- Given text -
- - -
Millions of Americans lost their jobs and skipped debt payments this year. You wouldn’t know it looking at consumer credit scores.
While the coronavirus was pummeling the U.S. economy, Americans’ credit scores were rising. The average FICO credit score stood at 711 in July, up from 708 in April and 706 a year earlier, according to Fair Isaac Corp. Early estimates suggest the average score has held steady through mid-October at the July level, which is the highest since FICO began keeping track in 2005.
The increase is largely thanks to the unprecedented financial assistance the government and lenders rolled out to consumers after the pandemic took hold in the U.S. Stimulus payments and expanded unemployment benefits helped many borrowers keep up with their bills and, in some cases, even pay down their debt. Widespread payment holidays on mortgages, auto loans and student loans freed up funds and kept credit reports clean.
- - -
(Point localization data)
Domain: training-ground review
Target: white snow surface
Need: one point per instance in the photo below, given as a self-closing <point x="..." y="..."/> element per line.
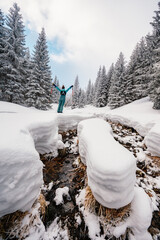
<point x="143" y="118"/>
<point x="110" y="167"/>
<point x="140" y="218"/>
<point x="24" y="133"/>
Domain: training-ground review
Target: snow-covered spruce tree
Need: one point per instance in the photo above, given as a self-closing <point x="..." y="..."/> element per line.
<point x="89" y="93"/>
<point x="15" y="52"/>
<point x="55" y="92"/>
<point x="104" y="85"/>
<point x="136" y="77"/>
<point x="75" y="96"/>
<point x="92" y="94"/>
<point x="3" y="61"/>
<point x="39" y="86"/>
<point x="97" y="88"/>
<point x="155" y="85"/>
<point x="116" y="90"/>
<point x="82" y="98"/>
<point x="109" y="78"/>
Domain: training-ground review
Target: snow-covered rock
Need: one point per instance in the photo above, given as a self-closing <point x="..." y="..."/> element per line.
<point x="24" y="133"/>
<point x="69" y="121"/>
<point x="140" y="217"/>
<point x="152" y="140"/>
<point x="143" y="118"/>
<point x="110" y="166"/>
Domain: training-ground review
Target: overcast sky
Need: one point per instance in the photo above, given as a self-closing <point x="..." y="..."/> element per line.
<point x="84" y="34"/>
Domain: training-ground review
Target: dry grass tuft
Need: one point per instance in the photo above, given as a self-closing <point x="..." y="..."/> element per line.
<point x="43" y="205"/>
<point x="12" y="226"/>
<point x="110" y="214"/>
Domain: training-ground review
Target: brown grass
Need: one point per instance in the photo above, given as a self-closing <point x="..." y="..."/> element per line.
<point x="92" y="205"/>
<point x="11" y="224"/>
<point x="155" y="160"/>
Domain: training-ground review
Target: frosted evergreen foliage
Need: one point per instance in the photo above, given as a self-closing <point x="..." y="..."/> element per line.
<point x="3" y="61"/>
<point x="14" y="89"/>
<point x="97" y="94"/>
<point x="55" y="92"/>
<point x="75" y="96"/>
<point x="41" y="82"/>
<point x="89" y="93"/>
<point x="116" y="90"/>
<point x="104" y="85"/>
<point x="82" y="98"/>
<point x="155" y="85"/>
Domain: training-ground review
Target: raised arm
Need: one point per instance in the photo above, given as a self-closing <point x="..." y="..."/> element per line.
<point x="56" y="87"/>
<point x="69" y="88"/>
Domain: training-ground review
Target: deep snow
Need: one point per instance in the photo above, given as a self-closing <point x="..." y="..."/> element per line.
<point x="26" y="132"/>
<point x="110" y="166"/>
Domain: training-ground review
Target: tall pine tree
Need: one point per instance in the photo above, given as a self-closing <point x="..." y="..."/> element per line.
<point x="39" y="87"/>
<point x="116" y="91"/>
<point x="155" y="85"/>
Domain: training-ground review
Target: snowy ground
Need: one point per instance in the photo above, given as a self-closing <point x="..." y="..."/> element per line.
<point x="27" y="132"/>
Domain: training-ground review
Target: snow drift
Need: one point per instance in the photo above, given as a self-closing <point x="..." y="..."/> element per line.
- - -
- Complete the following -
**a)** Using the credit score passage, decide whether each statement agrees with it. For each, answer yes or no and quote the words that decide it.
(i) The average FICO credit score in July was 711.
(ii) FICO began keeping track of the average score in 2008.
(iii) Payment holidays on mortgages, auto loans and student loans kept credit reports clean.
**b)** According to the credit score passage, why did Americans' credit scores rise while the coronavirus was hurting the U.S. economy? Answer in one to three sentences.

- Task solutions -
**a)**
(i) Yes: "The average FICO credit score stood at 711 in July"
(ii) No: "the highest since FICO began keeping track in 2005"
(iii) Yes: "Widespread payment holidays on mortgages, auto loans and student loans freed up funds and kept credit reports clean"

**b)** Scores rose largely because of the unprecedented financial assistance that the government and lenders gave consumers after the pandemic took hold. Stimulus payments and expanded unemployment benefits helped many borrowers keep up with their bills, and some even paid down their debt. Payment holidays on mortgages, auto loans and student loans freed up funds and kept credit reports clean.